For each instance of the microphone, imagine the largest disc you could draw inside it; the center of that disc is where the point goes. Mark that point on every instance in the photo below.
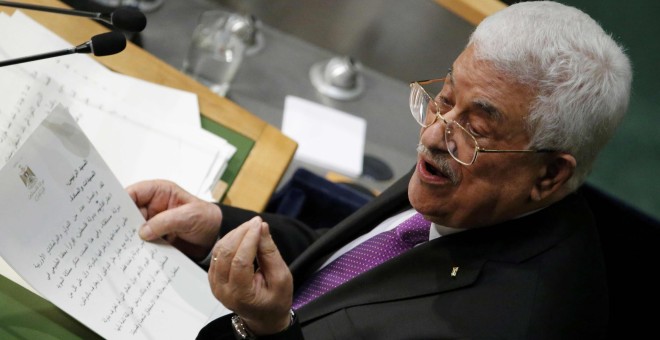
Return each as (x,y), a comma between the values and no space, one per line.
(123,18)
(100,45)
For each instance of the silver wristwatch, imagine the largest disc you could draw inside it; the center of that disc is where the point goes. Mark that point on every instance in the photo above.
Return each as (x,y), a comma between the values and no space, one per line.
(244,333)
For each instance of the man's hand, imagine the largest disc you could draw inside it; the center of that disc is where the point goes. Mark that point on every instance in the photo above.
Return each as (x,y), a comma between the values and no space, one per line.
(262,298)
(182,219)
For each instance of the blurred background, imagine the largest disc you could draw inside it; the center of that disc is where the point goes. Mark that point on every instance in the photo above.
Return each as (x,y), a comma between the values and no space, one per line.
(398,41)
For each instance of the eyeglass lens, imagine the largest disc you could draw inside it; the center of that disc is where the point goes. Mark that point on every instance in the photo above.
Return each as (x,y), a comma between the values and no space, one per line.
(460,144)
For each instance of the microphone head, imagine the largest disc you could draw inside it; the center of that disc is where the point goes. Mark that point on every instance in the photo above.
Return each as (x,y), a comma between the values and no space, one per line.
(128,19)
(108,43)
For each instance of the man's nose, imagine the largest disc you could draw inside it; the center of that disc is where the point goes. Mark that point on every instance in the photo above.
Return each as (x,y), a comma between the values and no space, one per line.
(433,136)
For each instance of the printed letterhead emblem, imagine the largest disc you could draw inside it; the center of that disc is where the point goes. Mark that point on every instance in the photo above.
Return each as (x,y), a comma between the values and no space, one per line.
(34,185)
(28,177)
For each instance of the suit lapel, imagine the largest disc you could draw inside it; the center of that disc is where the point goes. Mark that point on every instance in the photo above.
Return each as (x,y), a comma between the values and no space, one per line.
(428,268)
(386,204)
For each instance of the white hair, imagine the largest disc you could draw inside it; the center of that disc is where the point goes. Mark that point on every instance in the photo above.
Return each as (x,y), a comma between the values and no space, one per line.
(582,77)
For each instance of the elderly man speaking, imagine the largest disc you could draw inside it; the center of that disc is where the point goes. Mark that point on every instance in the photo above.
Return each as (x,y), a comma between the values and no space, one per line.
(485,238)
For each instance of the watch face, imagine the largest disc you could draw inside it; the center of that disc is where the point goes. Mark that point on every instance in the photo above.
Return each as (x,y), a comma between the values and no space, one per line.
(240,329)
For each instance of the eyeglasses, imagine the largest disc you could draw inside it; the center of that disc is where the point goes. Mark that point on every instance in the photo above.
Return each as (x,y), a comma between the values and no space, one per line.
(461,144)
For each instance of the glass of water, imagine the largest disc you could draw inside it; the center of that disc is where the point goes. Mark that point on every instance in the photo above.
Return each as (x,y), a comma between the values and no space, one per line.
(217,48)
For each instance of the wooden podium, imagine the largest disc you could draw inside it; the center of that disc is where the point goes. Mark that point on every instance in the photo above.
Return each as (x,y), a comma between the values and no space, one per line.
(269,156)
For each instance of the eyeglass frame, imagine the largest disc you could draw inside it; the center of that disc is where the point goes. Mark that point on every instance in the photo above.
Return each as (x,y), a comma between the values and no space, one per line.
(477,148)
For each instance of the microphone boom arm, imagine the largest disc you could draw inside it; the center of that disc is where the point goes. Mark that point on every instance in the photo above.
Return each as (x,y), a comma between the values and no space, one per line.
(38,57)
(50,9)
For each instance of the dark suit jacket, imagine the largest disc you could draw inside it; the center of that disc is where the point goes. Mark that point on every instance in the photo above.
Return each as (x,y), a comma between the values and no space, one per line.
(537,277)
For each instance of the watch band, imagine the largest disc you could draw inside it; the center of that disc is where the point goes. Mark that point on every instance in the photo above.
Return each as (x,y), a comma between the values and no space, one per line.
(244,333)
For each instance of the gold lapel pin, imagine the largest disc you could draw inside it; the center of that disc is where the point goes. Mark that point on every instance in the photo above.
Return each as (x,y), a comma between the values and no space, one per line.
(454,271)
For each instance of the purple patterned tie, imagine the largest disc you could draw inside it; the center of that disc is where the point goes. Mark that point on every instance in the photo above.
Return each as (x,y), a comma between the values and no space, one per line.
(363,257)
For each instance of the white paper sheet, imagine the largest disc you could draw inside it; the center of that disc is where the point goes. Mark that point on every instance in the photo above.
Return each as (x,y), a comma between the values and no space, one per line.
(70,230)
(143,130)
(326,137)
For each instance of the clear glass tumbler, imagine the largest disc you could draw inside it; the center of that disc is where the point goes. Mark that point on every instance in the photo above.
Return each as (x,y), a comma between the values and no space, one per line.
(217,48)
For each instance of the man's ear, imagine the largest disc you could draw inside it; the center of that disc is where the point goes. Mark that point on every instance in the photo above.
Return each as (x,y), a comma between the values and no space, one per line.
(553,175)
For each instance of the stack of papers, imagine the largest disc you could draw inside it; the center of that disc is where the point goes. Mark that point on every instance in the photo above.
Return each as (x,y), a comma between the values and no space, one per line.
(326,137)
(142,130)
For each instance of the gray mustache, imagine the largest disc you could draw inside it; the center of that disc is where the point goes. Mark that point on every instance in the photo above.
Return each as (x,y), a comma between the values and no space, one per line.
(440,162)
========================
_The task_:
Rewrite the records from the line with "For each instance of the clear" to the end of the records, replacing "instance" with "occurrence" everywhere and keeping everything else the same.

_Complete output_:
For each occurrence of the clear glass tumbler, imagine the largest disc you could draw inside it; the center of that disc is where the point goes. Mark that point on every occurrence in the photo above.
Return each as (x,y), a comma between the values and no space, one per line.
(217,48)
For each occurrence of the man's ear, imagine the largest disc you could draw inside it; the center of that disc is where the point goes. Mark that point on every occurrence in the photo above.
Return each as (x,y), a comma between the values and no space, one per line.
(553,175)
For each occurrence of the stack of papers, imagine the largest disc you could draw inside it; the center of that disc is where the point goes. Mark that point on every occurrence in the photo above.
Return each as (x,y), a comma between the values and no space, one per line.
(326,137)
(142,130)
For each occurrence of the gray mustache, imagine the largest disc you could draw inside it; the center of that disc is where the point goes. Mark that point on every occurrence in the photo above.
Return each as (x,y), a comma between the values and no space, one per line.
(440,162)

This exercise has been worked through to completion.